[BEGIN Provided data]
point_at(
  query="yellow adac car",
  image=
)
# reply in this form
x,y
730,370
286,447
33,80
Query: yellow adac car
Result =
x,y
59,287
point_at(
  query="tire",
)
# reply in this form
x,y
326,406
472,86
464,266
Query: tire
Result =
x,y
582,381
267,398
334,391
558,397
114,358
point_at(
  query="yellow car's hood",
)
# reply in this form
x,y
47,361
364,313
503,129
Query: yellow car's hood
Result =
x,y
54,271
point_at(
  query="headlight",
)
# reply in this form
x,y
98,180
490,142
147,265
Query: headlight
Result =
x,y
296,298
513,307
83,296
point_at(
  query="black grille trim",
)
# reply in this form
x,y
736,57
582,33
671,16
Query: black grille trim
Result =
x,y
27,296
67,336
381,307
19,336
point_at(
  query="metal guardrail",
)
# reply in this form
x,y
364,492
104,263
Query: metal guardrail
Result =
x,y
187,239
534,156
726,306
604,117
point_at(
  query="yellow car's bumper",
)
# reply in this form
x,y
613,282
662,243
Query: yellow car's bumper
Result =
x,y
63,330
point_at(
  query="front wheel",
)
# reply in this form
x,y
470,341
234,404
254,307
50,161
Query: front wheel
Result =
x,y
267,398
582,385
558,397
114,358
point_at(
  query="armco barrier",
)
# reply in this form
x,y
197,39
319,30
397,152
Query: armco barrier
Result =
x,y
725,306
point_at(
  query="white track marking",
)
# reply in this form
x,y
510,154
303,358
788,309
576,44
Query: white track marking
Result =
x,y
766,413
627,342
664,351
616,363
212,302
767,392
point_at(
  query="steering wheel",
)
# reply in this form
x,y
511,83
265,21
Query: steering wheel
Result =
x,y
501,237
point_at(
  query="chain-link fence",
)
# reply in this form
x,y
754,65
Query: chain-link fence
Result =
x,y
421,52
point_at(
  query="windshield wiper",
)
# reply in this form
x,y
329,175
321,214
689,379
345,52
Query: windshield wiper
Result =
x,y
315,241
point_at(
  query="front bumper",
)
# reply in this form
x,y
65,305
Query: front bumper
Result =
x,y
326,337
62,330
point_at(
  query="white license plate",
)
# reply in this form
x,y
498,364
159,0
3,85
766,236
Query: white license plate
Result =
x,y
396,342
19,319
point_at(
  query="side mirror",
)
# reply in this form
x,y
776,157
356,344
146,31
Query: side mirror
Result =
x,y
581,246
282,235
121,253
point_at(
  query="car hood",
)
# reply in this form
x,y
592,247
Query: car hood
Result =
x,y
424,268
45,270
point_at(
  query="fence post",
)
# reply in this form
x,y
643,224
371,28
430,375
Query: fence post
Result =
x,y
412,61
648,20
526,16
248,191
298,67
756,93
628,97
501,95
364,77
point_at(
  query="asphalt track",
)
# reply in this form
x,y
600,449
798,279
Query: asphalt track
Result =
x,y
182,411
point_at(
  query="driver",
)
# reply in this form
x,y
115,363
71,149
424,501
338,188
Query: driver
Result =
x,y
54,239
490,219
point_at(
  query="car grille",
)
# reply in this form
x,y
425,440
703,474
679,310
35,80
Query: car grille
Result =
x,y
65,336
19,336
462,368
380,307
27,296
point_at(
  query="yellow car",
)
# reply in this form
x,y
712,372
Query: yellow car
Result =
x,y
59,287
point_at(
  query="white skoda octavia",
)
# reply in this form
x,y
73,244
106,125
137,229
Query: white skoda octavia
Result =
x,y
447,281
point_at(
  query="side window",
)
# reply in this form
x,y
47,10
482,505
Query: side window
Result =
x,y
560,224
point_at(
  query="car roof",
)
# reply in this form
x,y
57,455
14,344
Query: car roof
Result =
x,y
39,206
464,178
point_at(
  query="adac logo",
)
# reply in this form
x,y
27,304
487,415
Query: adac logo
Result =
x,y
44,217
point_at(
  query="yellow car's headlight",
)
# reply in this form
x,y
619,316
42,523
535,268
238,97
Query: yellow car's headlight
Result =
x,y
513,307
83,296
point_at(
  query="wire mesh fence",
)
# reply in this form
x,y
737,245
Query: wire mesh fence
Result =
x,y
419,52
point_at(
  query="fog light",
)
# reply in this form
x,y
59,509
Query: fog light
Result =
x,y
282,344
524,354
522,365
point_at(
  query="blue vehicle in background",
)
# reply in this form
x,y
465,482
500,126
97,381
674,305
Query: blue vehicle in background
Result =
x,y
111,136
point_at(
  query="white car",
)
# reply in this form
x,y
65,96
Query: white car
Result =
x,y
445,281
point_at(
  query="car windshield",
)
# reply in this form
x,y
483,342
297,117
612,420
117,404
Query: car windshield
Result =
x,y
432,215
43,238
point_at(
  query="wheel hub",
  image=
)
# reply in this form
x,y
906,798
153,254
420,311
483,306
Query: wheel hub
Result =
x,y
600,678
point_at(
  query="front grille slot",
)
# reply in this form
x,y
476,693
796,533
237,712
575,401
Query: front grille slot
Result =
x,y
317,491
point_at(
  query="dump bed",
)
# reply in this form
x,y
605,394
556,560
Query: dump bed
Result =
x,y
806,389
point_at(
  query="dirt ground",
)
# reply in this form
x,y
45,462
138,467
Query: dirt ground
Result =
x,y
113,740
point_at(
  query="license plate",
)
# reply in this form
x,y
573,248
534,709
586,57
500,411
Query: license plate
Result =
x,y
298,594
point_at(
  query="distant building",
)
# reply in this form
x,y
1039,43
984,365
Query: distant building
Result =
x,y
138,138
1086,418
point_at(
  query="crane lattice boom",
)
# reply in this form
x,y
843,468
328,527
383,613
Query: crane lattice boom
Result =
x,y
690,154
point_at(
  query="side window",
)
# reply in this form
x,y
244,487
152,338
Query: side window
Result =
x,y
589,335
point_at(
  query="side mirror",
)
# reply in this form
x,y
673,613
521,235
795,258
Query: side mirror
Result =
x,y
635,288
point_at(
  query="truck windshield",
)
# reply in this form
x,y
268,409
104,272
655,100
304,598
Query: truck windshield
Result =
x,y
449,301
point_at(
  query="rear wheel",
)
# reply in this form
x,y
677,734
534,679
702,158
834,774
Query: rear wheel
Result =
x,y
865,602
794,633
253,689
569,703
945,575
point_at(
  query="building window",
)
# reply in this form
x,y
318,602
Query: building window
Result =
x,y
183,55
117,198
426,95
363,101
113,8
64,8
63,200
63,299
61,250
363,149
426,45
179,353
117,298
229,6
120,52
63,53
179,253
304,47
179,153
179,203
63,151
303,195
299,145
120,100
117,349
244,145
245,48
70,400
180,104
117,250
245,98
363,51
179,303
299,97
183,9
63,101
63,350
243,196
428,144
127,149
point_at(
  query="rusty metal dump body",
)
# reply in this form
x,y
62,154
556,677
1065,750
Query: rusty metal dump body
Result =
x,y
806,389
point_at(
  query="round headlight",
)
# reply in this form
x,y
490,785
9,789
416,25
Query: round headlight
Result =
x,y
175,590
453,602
[END Provided data]
### [Exercise]
Repeat every record exactly as written, please.

### [Written solution]
point_at(
  query="yellow adac car",
  image=
)
# reply in this form
x,y
730,370
286,447
33,80
Query: yellow adac car
Result =
x,y
59,287
point_at(
  query="tire",
)
# reply in this form
x,y
326,406
472,86
464,266
Query: tire
Result =
x,y
582,381
267,398
334,391
558,397
114,358
point_at(
  query="yellow car's hood",
)
# reply in this form
x,y
47,361
364,313
503,129
Query: yellow car's hood
Result =
x,y
54,271
point_at(
  query="headlight",
)
# reply in this form
x,y
98,180
490,142
147,265
Query: headlight
Result =
x,y
296,298
513,307
83,296
point_at(
  query="black grille trim",
)
# reply in this form
x,y
736,57
582,33
671,16
Query: black grille trim
Result =
x,y
27,296
67,336
381,307
19,336
point_at(
  query="metal guardrail",
)
# reply in this form
x,y
364,492
104,263
Query: metal guardrail
Result =
x,y
187,239
534,156
726,306
604,117
point_at(
  query="yellow car's bumper",
)
# reply in this form
x,y
613,282
662,243
Query: yellow car's bumper
Result =
x,y
63,330
point_at(
  query="front wheel",
)
# reply in this form
x,y
470,341
234,404
254,307
50,161
Query: front wheel
Result =
x,y
267,398
582,385
558,397
114,358
point_at(
  query="armco barrier",
)
# reply in this form
x,y
197,39
319,30
397,152
Query: armco barrier
Result =
x,y
725,306
point_at(
  query="white track marking",
)
# reply in this form
x,y
510,154
303,358
788,309
576,44
Query: white track marking
Result =
x,y
766,413
627,342
664,351
616,363
212,302
767,392
point_at(
  query="steering wheel",
)
# reply in this form
x,y
511,83
265,21
Query: steering wheel
Result =
x,y
501,237
point_at(
  query="chain-link fence",
)
# reply in this form
x,y
754,65
Query: chain-link fence
Result =
x,y
421,52
point_at(
  query="windshield wiper",
)
# reply in this form
x,y
329,175
321,214
689,379
345,52
Query: windshield wiper
Result =
x,y
315,241
point_at(
  query="front bumper",
)
# reply in this form
x,y
65,305
Query: front bumper
Result =
x,y
326,337
62,330
point_at(
  query="white license plate",
)
# reply in this form
x,y
498,364
159,0
3,85
766,236
Query: white license plate
Result =
x,y
396,342
19,319
point_at(
  query="side mirror",
)
# reply in this form
x,y
776,157
356,344
146,31
Query: side mirror
Result =
x,y
581,246
282,235
121,253
point_at(
  query="car hood",
)
# reply in this form
x,y
592,247
Query: car hood
Result =
x,y
424,268
45,270
point_at(
  query="fence post",
)
# reply in this form
x,y
643,224
371,28
430,375
Query: fence post
Result =
x,y
412,61
648,20
526,16
248,191
298,67
756,93
628,97
501,95
364,77
point_at(
  query="asphalt track",
)
# reply in this form
x,y
600,449
798,279
Query: asphalt track
Result =
x,y
182,411
point_at(
  query="driver",
)
# reply in this form
x,y
115,363
71,149
424,501
338,188
Query: driver
Result =
x,y
54,239
490,219
point_at(
  query="car grille",
)
# reply in this form
x,y
425,440
703,474
679,310
35,80
Query: car grille
Result =
x,y
65,336
19,336
462,368
380,307
27,296
point_at(
  query="yellow car",
)
# reply in this form
x,y
712,372
Query: yellow car
Result =
x,y
59,287
point_at(
  query="white skoda octavia",
)
# reply in this form
x,y
73,244
106,125
137,229
Query: white skoda octavia
Result =
x,y
447,281
point_at(
  query="side window",
)
# reply in this form
x,y
47,10
482,505
Query: side window
Result =
x,y
560,224
point_at(
  query="car roof",
)
# reply in this form
x,y
57,455
14,344
Query: car roof
Result =
x,y
39,206
464,178
point_at(
  query="adac logo",
)
# reply in this form
x,y
27,304
487,415
Query: adac logo
Result =
x,y
44,217
point_at(
  query="yellow car's headlight",
)
# reply in this form
x,y
619,316
42,523
535,268
238,97
Query: yellow car's headlight
Result =
x,y
513,307
83,296
point_at(
  query="wire mesh fence",
)
# reply in this form
x,y
737,245
Query: wire mesh fence
Result =
x,y
419,52
point_at(
  query="fog light",
)
# reply in this form
x,y
59,509
Query: fog light
Result =
x,y
282,344
524,354
522,365
point_at(
  query="blue vehicle in background",
)
# reply in this form
x,y
465,482
500,126
97,381
674,305
Query: blue vehicle in background
Result =
x,y
111,136
point_at(
  query="white car",
)
# reply in this form
x,y
65,96
Query: white car
Result =
x,y
445,281
point_at(
  query="car windshield",
)
# reply in this form
x,y
483,342
297,117
612,420
117,404
Query: car windshield
Result =
x,y
432,215
43,238
point_at(
  query="wheel hub",
  image=
)
# reply in this form
x,y
906,798
153,254
420,311
483,306
Query: wheel hub
Result =
x,y
600,678
point_at(
  query="front grille slot",
)
# reply in this form
x,y
476,693
796,533
237,712
575,401
Query: front grille slot
Result =
x,y
317,491
point_at(
  query="dump bed",
)
# reply in this form
x,y
605,394
556,560
Query: dump bed
Result =
x,y
806,389
point_at(
  query="dirt ground",
)
# reply in this form
x,y
45,462
138,467
Query: dirt ground
Result =
x,y
113,740
point_at(
  query="license plate",
)
# reply in this form
x,y
573,248
534,709
586,57
500,411
Query: license plate
Result =
x,y
298,594
point_at(
  query="distant building",
)
# reply in this form
x,y
1039,43
984,365
Query: distant building
Result =
x,y
138,138
1086,418
point_at(
  query="crane lattice boom",
)
# reply in this form
x,y
843,468
328,527
383,613
Query: crane lattice boom
Result =
x,y
690,154
point_at(
  query="side window",
)
# reply in this form
x,y
244,487
152,338
Query: side window
Result =
x,y
589,335
point_at(
  query="side mirror",
)
# reply in this form
x,y
673,613
521,235
795,258
Query: side mirror
Result =
x,y
635,288
point_at(
  query="truck windshield",
)
# reply in this form
x,y
268,409
104,272
655,100
304,598
Query: truck windshield
Result =
x,y
449,301
point_at(
  query="rear wheel",
)
# reply in this form
x,y
677,734
534,679
702,158
834,774
Query: rear wheel
Result =
x,y
865,602
794,633
253,689
569,703
945,575
point_at(
  query="building window",
)
# reply in this form
x,y
318,602
Query: building window
Result =
x,y
183,55
117,198
426,95
363,101
113,8
64,8
63,200
63,299
61,250
363,149
426,45
179,353
117,298
229,6
120,52
63,53
179,253
304,47
179,153
179,203
63,151
303,195
299,145
120,100
117,349
244,145
245,48
70,400
180,104
117,250
245,98
363,51
179,303
299,97
183,9
63,101
63,350
243,196
428,144
127,149
point_at(
  query="rusty metal dump body",
)
# reply in this form
x,y
62,154
556,677
1065,750
Query: rusty metal dump body
Result =
x,y
806,389
point_at(
  query="round headlight",
)
# reply in this form
x,y
490,785
9,789
416,25
Query: round headlight
Result =
x,y
175,590
453,602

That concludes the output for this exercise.